Aufgaben
1) Gib aus dem Listing nur den Abschnitt wieder, der mit der ersten Zeile beginnt und mit der Zeile endet, die „[113,9,256,59]“ enthält, beide Enden eingeschlossen. Übernimm jede Zeile unverändert, verschiebe dabei aber jede Koordinate der zurückgegebenen Begrenzungsrahmen um -139 und lass die Bilder weg.
2) Setze den Auszug über die Debatte zur Ausweitung der Höchstarbeitszeit dort fort, wo er aufhört.

Ausgewählter Auszug
Ein SPÖ-Antrag auf Abhaltung einer Volksabstimmung fand keine Mehrheit, neben den SPÖ-Mandataren stimmten nur die Abgeordneten der Liste Pilz dafür.
52 Redner, emotionale Debatten und Untergriffe
Die Debatte über die Ausweitung der Höchstarbeitszeit ist wie erwartet sehr emotional mit viel Aktivismus und einigen Untergriffen verlaufen. Während die Opposition der Regierung vorwarf, die Arbeitnehmer auszubeuten, sah FPÖ-Klubobmann Walter Rosenkranz gar "Freude" bei den Menschen über den 12-Stunden-Tag.
Für die SPÖ brachte Christian Kern einen Antrag auf eine Volksabstimmung über die Ausweitung der Arbeitszeit ein (der dann keine Mehrheit fand). Er kritisierte das Vorhaben der ÖVP-FPÖ-Regierung als die "massivste Verschlechterung seit drei Jahrzehnten". Das Gesetz sei "ungerecht, unausgegoren und durch und durch unvernünftig". "Wenn sie besonders lustig sind", erklären Kanzler Sebastian Kurz ( ÖVP) und Vizekanzler Heinz-Christian Strache ( FPÖ) den Arbeitnehmern, dass das Gesetz für sie "grandios" sei. Aber wenn man sehe, dass nur Industrie und Wirtschaft das Vorhaben bejubeln, "weil geliefert wurde, was bestellt wurde", wisse man, wem das Gesetz nutze, so Kern. "Das ist ein Angriff auf die Arbeitnehmer. Sie werden nicht nur als Arbeitnehmerverräter in die Geschichte eingehen, Sie machen die Ungerechtigkeit zum Programm", so Kern an die Regierung.

Quellenmaterial

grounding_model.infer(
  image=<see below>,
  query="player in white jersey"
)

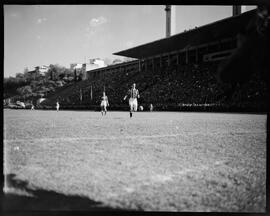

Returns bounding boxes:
[100,92,109,115]
[56,101,60,112]
[124,83,140,118]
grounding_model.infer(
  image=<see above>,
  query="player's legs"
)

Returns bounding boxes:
[104,105,107,115]
[129,98,133,118]
[100,104,104,115]
[133,99,138,112]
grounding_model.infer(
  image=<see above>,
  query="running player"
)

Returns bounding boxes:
[124,83,140,118]
[56,101,60,112]
[100,92,109,115]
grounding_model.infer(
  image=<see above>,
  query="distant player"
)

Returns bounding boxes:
[124,83,140,118]
[100,92,109,115]
[149,104,154,112]
[56,101,60,112]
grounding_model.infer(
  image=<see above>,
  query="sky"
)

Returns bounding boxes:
[4,5,255,77]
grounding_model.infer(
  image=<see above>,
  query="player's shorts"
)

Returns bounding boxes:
[129,98,138,111]
[100,101,108,107]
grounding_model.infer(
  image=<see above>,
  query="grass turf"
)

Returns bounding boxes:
[4,110,266,212]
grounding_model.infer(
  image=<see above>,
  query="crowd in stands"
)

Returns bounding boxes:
[41,62,267,110]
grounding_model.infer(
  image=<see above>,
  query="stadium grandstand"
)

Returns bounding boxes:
[42,9,267,111]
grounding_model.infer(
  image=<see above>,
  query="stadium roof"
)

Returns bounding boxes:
[113,9,256,59]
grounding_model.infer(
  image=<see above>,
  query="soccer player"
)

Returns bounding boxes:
[100,92,109,115]
[56,101,60,112]
[124,83,140,118]
[149,104,153,112]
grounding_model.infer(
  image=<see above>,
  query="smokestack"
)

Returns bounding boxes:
[165,5,171,37]
[171,5,176,35]
[232,5,241,16]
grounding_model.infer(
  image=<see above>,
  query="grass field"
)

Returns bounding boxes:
[4,110,266,212]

Lösungen je Aufgabe
1)
grounding_model.infer(
  image=<see below>,
  query="player in white jersey"
)


Returns bounding boxes:
[-39,-47,-30,-24]
[-83,-38,-79,-27]
[-15,-56,1,-21]
grounding_model.infer(
  image=<see above>,
  query="player's legs"
)

Returns bounding boxes:
[-35,-34,-32,-24]
[-10,-41,-6,-21]
[-39,-35,-35,-24]
[-6,-40,-1,-27]
grounding_model.infer(
  image=<see above>,
  query="running player"
)

Returns bounding boxes:
[-15,-56,1,-21]
[-83,-38,-79,-27]
[-39,-47,-30,-24]
grounding_model.infer(
  image=<see above>,
  query="distant player"
)

Returns bounding boxes:
[-15,-56,1,-21]
[-39,-47,-30,-24]
[10,-35,15,-27]
[-83,-38,-79,-27]
grounding_model.infer(
  image=<see above>,
  query="sky"
)

Returns bounding boxes:
[-135,-134,116,-62]
grounding_model.infer(
  image=<see above>,
  query="player's shorts"
)

Returns bounding boxes:
[-10,-41,-1,-28]
[-39,-38,-31,-32]
grounding_model.infer(
  image=<see above>,
  query="grass turf"
)

Returns bounding boxes:
[-135,-29,127,73]
grounding_model.infer(
  image=<see above>,
  query="crowd in stands"
)

Returns bounding boxes:
[-98,-77,128,-29]
grounding_model.infer(
  image=<see above>,
  query="stadium grandstand"
)

Returns bounding boxes:
[-97,-130,128,-28]
grounding_model.infer(
  image=<see above>,
  query="stadium roof"
)

Returns bounding boxes:
[-26,-130,117,-80]

2)
Sozialminister Beate Hartinger-Klein (FPÖ) hat den Beschluss mit einem Zitat von Karl Marx verteidigt. Dieser habe einst gesagt, "Freiheit ist ein Luxus, den sich nicht jedermann leisten kann". Mit der nun vorliegenden Arbeitszeit-Regelung "ist diese Freiheit für jedermann und jederfrau möglich", so die Ressortchefin. Gegen "bewusst geschürte Panikmache" sprach sich Wirtschaftsministerin Margarete Schramböck ( ÖVP) bei ihrem Auftritt im Plenum aus. "Bitte nehmen Sie von Superlativen und Angstszenarien Abstand", sagte sie in Richtung der Opposition. Es würden durch die Neuerung "weder Milch und Honig fließen, noch erschüttern wir die Grundfeste dieser Republik".
Alles "falsch und erlogen" erwiderte FPÖ-Klubobmann Rosenkranz. Der acht Stunden Tag, die 40-Stunden-Woche, die Überstundenzuschläge, die Kollektivverträge und Betriebsvereinbarungen würden bleiben. Die Menschen würden sich auf die neuen Regelungen "freuen". Dort, wo die Politik näher an der Bevölkerung sei, "kommt diese Maßnahme bei den Menschen gut an", so Rosenkranz, der Abgeordnete der Opposition u.a. als "Rabiat-Gewerkschafter" bezeichnete und ihnen "Tourette-Syndrom" vorwarf. Dass das Gesetz völlig überraschend schon im September in Kraft treten soll, begründet er damit, dass man sich damit gut auf die Neuerungen "einstellen" könne.
Von einer "Win-Win-Situation" und einem "guten, ausgewogenem Gesetz für bei Seiten" sprach auch VP-Klubchef August Wöginger. Das Vorziehen des Inkrafttretens begründet er damit, dass mit dem Gesetz "Arbeiterrechte" abgesichert würden.
"Viele Taferln, aber wenig Hirnschmalz"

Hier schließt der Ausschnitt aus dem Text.